--- begin ENTRIES SHOWN ---

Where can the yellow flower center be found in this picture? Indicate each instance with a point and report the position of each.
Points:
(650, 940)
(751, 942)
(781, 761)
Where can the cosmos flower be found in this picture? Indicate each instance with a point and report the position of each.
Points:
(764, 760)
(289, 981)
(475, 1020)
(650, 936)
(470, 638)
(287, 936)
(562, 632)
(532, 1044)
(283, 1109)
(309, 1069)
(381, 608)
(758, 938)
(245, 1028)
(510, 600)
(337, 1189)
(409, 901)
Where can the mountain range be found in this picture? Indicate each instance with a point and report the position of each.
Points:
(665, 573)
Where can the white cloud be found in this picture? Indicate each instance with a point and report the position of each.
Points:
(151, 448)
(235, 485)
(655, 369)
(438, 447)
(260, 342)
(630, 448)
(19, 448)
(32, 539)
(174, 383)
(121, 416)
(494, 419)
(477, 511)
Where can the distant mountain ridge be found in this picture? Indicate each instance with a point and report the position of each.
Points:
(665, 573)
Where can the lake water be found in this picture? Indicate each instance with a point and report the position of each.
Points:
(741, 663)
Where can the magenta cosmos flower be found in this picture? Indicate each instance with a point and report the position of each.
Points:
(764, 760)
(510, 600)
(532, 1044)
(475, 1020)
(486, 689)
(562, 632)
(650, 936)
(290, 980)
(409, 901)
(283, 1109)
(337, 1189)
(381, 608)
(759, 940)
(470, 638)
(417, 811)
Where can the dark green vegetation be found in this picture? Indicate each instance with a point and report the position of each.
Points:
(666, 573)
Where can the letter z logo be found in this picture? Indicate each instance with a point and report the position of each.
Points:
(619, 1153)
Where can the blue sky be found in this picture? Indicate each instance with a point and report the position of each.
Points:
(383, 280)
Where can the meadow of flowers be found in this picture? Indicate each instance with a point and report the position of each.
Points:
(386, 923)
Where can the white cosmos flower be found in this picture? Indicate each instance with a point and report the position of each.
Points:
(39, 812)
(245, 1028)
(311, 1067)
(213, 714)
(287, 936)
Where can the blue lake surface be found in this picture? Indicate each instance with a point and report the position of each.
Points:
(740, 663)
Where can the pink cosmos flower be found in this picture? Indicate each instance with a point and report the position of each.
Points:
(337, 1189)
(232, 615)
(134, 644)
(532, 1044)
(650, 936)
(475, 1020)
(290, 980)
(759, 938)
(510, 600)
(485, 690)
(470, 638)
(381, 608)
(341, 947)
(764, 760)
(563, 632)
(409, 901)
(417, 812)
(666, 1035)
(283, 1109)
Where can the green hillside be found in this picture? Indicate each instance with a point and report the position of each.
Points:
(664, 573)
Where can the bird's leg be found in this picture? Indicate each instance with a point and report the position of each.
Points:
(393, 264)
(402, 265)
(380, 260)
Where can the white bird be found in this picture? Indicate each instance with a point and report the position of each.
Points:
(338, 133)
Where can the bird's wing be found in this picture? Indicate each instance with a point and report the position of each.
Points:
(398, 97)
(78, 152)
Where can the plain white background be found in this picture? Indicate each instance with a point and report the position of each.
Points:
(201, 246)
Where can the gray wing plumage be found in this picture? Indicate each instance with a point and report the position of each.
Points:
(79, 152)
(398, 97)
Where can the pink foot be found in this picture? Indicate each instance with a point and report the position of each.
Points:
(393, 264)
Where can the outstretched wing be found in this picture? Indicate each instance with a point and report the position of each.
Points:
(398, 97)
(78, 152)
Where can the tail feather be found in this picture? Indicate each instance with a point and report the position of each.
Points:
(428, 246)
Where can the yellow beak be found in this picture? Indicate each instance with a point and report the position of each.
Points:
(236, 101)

--- end ENTRIES SHOWN ---

Express every line of the items above as a Markdown table with the columns Number and Line, numbering the rows in order and leaving out blank lines.

#### [CORRECT ANSWER]
| Number | Line |
|---|---|
| 1 | Where can the yellow flower center be found in this picture? Indicate each instance with a point and report the position of each. |
| 2 | Points: |
| 3 | (650, 940) |
| 4 | (751, 942) |
| 5 | (781, 761) |
| 6 | Where can the cosmos flower be found in this picture? Indicate each instance with a point and report the position of each. |
| 7 | Points: |
| 8 | (764, 760) |
| 9 | (289, 981) |
| 10 | (475, 1020) |
| 11 | (650, 936) |
| 12 | (470, 638) |
| 13 | (287, 936) |
| 14 | (562, 632) |
| 15 | (532, 1044) |
| 16 | (283, 1109) |
| 17 | (309, 1069) |
| 18 | (381, 608) |
| 19 | (758, 938) |
| 20 | (245, 1028) |
| 21 | (510, 600) |
| 22 | (337, 1189) |
| 23 | (409, 901) |
| 24 | Where can the mountain range be found in this picture? Indicate each instance with a point and report the position of each. |
| 25 | Points: |
| 26 | (665, 573) |
| 27 | Where can the white cloud be found in this picture? Indicate each instance with a point and report the position of each. |
| 28 | Points: |
| 29 | (151, 448) |
| 30 | (235, 485) |
| 31 | (655, 369) |
| 32 | (438, 447) |
| 33 | (260, 342) |
| 34 | (630, 448) |
| 35 | (19, 448) |
| 36 | (32, 539) |
| 37 | (174, 383) |
| 38 | (121, 416) |
| 39 | (494, 419) |
| 40 | (477, 511) |
| 41 | Where can the distant mountain ridge be found in this picture? Indicate each instance with a point and report the position of each. |
| 42 | Points: |
| 43 | (665, 573) |
| 44 | Where can the lake water be found in this picture? Indicate each instance with a point and report the position of each. |
| 45 | Points: |
| 46 | (741, 663) |
| 47 | Where can the magenta cosmos flower be found in this picture? Indicate each instance with a point and report the position of each. |
| 48 | Points: |
| 49 | (764, 760) |
| 50 | (510, 600) |
| 51 | (532, 1044) |
| 52 | (475, 1020) |
| 53 | (486, 689) |
| 54 | (562, 632) |
| 55 | (650, 936) |
| 56 | (290, 980) |
| 57 | (409, 901) |
| 58 | (283, 1109) |
| 59 | (337, 1189) |
| 60 | (381, 608) |
| 61 | (759, 940) |
| 62 | (470, 638) |
| 63 | (417, 811) |
| 64 | Where can the dark green vegetation be found in this picture? Indicate each instance with a point and report the position of each. |
| 65 | Points: |
| 66 | (666, 573) |
| 67 | Where can the letter z logo be found in this picture? Indicate each instance with a point and report the position of each. |
| 68 | Points: |
| 69 | (619, 1153) |
| 70 | Where can the blue sky be found in this picture? Indicate each instance with a point and report the position of each. |
| 71 | Points: |
| 72 | (383, 280) |
| 73 | Where can the meadow of flowers be found in this picture? Indicate each instance with a point and report the position of each. |
| 74 | Points: |
| 75 | (386, 923) |
| 76 | Where can the white cosmos flower be found in this picture? Indicate each instance with a point and report the position of each. |
| 77 | Points: |
| 78 | (39, 812) |
| 79 | (245, 1028) |
| 80 | (311, 1067) |
| 81 | (213, 714) |
| 82 | (287, 936) |
| 83 | Where can the blue lake surface be found in this picture? Indicate each instance with a point and report the position of each. |
| 84 | Points: |
| 85 | (740, 663) |
| 86 | Where can the pink cosmos flower be found in this picture? Indicate each instance with a point and report the position of each. |
| 87 | Points: |
| 88 | (337, 1189) |
| 89 | (232, 615) |
| 90 | (134, 644) |
| 91 | (532, 1044) |
| 92 | (650, 936) |
| 93 | (475, 1020) |
| 94 | (290, 980) |
| 95 | (759, 938) |
| 96 | (510, 600) |
| 97 | (485, 690) |
| 98 | (470, 638) |
| 99 | (381, 608) |
| 100 | (341, 947) |
| 101 | (764, 760) |
| 102 | (563, 632) |
| 103 | (409, 901) |
| 104 | (417, 812) |
| 105 | (666, 1035) |
| 106 | (283, 1109) |
| 107 | Where can the green hillside be found in this picture? Indicate each instance with a point and report the position of each. |
| 108 | Points: |
| 109 | (664, 573) |
| 110 | Where can the bird's leg be found in this picture? Indicate each instance with a point and report the position of each. |
| 111 | Points: |
| 112 | (393, 264) |
| 113 | (402, 265) |
| 114 | (380, 260) |
| 115 | Where can the white bird be found in this picture? Indicate each instance with a point and report the position of each. |
| 116 | Points: |
| 117 | (338, 133) |
| 118 | Where can the bird's wing be found in this picture? Indicate each instance with a point and report the position of each. |
| 119 | Points: |
| 120 | (398, 97) |
| 121 | (78, 152) |
| 122 | Where can the plain white background be found in this picture? Indicate each instance with a point and report the position of each. |
| 123 | Points: |
| 124 | (201, 246) |
| 125 | Where can the gray wing plumage be found in this picture? Indicate each instance with a point and report the position of each. |
| 126 | Points: |
| 127 | (79, 152) |
| 128 | (398, 97) |
| 129 | Where can the pink foot be found in this picture? Indicate each instance with a point and report the position of each. |
| 130 | Points: |
| 131 | (393, 264) |
| 132 | Where can the outstretched wing be found in this picture? Indicate each instance with a point and report the position of each. |
| 133 | Points: |
| 134 | (398, 97) |
| 135 | (78, 152) |
| 136 | Where can the tail feather be found in this picture? Indicate each instance with a point and report the position of each. |
| 137 | Points: |
| 138 | (428, 246) |
| 139 | Where can the yellow beak be found in this picture? Indicate each instance with a point and report the position of each. |
| 140 | Points: |
| 141 | (236, 101) |